DESCRIPTION OF THE TASK: Would you pull out every line of the material that contains the string "wheel"?
══ EXCERPTED RECORDS
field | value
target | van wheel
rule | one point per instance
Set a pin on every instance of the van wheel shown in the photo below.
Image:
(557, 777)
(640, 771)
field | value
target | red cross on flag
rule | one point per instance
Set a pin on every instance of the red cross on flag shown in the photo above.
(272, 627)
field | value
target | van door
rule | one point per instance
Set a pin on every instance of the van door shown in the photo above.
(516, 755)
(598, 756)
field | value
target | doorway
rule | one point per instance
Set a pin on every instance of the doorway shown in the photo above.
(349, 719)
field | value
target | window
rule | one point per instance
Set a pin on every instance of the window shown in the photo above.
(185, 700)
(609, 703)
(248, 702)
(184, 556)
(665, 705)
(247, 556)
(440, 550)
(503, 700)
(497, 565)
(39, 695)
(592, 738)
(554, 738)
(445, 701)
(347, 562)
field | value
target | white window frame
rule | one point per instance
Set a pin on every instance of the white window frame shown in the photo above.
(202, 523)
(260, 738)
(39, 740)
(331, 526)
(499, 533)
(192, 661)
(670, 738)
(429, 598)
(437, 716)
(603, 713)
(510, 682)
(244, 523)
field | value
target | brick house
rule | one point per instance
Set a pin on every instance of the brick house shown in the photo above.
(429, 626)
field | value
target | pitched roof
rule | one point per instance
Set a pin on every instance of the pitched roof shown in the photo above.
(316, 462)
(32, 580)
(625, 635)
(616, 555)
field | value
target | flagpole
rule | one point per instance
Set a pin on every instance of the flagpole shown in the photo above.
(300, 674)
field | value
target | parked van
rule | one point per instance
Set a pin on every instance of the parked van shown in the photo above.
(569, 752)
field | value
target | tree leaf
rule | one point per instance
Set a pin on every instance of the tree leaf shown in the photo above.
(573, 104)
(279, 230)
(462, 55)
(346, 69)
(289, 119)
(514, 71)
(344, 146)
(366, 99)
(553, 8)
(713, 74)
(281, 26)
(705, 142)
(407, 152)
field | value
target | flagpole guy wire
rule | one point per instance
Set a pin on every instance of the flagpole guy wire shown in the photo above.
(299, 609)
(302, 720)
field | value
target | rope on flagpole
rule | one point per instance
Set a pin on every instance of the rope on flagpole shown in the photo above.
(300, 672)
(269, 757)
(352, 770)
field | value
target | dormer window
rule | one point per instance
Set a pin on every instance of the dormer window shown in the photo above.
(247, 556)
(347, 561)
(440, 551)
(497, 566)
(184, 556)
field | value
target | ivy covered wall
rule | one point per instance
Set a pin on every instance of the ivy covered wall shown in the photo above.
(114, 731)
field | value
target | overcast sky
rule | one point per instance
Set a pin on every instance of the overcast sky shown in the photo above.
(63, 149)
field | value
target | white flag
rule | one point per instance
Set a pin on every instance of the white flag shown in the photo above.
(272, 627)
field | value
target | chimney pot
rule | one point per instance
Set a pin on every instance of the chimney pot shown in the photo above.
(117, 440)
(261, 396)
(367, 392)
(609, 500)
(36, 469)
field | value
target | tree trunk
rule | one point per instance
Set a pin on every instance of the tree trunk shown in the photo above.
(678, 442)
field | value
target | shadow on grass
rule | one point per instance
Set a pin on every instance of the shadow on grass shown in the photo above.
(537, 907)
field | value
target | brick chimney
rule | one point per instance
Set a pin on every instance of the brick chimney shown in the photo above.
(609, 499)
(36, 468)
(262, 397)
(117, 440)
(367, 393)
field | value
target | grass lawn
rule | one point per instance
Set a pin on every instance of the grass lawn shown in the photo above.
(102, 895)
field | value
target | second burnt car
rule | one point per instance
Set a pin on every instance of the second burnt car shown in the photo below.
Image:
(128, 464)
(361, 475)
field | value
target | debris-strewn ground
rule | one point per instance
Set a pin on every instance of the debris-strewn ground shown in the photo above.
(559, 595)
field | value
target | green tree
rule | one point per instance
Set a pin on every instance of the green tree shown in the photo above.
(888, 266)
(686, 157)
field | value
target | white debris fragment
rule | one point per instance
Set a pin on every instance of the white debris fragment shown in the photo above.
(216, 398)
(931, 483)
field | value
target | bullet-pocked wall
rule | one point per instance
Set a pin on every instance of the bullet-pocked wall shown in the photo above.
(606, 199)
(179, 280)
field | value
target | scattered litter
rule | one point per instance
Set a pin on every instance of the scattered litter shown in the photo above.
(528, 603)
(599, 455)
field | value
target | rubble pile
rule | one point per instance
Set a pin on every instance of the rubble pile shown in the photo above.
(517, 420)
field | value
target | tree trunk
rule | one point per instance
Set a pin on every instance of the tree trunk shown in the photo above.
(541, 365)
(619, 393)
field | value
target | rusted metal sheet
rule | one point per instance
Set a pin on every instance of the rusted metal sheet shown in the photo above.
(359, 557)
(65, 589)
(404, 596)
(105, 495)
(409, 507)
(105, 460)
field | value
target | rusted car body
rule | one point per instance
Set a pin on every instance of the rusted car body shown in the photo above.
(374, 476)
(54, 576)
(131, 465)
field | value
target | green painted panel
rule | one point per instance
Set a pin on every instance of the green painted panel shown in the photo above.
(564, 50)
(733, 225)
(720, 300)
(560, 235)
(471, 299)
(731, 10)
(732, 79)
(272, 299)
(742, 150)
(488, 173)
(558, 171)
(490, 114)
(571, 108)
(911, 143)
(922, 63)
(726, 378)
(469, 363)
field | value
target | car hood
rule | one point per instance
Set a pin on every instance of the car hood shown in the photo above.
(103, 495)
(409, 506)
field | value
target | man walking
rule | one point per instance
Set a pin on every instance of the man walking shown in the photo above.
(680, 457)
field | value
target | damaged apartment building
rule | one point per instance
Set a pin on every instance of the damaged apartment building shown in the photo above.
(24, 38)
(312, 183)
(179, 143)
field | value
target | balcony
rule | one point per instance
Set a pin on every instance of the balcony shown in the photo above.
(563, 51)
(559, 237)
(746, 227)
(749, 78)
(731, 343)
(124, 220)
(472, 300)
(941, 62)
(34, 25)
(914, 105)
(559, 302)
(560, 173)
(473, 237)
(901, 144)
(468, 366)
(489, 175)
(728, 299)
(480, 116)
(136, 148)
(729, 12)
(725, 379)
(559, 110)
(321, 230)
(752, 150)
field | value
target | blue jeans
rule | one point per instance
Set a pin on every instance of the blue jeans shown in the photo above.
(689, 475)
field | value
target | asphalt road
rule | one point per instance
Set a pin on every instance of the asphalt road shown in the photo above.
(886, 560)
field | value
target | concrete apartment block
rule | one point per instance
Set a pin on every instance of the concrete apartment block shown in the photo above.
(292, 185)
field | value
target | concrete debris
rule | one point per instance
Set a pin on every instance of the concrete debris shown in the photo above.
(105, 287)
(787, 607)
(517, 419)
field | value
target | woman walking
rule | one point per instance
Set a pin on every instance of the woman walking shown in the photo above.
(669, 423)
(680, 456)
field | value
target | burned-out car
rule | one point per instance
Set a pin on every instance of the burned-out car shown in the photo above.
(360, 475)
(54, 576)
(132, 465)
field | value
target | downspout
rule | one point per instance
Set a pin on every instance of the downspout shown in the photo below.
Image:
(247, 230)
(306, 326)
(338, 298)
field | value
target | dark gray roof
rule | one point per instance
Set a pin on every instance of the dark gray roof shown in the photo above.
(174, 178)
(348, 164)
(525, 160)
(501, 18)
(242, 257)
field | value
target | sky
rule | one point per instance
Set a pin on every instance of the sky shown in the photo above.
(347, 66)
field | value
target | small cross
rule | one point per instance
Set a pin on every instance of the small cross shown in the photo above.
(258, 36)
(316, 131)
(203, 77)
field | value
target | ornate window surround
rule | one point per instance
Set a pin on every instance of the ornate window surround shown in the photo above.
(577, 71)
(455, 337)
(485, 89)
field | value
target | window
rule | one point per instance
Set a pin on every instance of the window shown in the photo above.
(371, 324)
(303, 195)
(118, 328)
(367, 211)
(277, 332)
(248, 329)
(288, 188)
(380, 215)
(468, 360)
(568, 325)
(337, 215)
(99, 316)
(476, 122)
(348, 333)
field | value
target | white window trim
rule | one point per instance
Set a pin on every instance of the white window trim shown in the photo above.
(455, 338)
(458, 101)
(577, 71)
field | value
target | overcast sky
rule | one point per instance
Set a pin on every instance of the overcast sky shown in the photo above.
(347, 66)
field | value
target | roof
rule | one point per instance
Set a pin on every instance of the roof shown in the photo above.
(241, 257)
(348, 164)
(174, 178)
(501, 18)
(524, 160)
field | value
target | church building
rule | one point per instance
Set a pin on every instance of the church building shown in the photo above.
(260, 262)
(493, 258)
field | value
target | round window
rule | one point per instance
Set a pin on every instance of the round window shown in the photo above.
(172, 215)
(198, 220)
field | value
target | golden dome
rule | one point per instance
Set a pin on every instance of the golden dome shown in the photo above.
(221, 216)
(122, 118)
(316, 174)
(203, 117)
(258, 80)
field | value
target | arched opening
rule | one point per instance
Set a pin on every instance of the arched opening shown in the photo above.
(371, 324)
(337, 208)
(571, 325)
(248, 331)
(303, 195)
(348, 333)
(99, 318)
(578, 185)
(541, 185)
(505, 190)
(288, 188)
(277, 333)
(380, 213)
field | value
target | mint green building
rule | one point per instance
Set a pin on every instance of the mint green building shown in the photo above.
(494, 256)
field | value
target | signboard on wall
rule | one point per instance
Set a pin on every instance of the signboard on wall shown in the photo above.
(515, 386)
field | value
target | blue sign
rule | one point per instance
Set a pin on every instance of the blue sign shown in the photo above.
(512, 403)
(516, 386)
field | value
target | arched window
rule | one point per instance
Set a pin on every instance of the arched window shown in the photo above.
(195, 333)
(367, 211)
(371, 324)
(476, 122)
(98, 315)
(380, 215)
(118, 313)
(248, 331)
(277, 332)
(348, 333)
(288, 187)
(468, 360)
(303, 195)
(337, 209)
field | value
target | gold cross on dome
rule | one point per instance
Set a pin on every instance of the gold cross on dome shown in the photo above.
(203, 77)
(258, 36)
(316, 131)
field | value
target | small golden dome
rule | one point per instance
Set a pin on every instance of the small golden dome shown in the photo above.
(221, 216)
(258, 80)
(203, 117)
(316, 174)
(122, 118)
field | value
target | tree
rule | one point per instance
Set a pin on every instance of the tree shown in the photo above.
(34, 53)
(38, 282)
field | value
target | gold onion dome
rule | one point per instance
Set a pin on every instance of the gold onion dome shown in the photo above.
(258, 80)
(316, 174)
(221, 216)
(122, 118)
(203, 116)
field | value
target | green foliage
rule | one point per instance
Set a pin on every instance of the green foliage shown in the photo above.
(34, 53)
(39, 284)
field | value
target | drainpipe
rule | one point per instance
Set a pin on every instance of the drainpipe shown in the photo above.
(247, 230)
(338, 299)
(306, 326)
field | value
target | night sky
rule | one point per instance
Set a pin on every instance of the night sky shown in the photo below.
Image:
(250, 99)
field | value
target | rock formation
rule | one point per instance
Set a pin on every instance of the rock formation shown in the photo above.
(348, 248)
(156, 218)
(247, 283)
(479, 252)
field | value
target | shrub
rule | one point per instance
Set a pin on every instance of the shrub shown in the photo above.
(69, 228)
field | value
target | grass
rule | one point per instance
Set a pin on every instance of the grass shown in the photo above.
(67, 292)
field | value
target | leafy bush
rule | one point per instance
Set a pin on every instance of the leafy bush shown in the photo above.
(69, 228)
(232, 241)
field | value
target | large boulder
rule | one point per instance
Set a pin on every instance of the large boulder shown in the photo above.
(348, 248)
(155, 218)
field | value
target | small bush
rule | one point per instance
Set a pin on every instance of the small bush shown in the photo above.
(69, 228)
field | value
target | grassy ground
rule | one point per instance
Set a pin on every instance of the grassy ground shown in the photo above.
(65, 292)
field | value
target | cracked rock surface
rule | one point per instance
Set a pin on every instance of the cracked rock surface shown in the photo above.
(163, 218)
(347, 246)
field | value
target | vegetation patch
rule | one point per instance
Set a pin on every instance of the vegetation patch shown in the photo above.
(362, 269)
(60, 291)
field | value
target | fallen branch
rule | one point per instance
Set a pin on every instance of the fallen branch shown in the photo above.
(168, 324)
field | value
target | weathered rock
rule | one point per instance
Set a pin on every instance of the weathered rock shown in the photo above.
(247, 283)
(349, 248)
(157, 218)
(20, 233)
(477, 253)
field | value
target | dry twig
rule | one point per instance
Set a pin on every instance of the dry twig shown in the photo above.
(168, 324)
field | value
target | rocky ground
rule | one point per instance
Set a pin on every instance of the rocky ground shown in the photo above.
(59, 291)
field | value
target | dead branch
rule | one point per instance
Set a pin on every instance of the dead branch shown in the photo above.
════
OUTPUT:
target | van wheel
Set a pin on every instance of the van wheel shown in the photo below.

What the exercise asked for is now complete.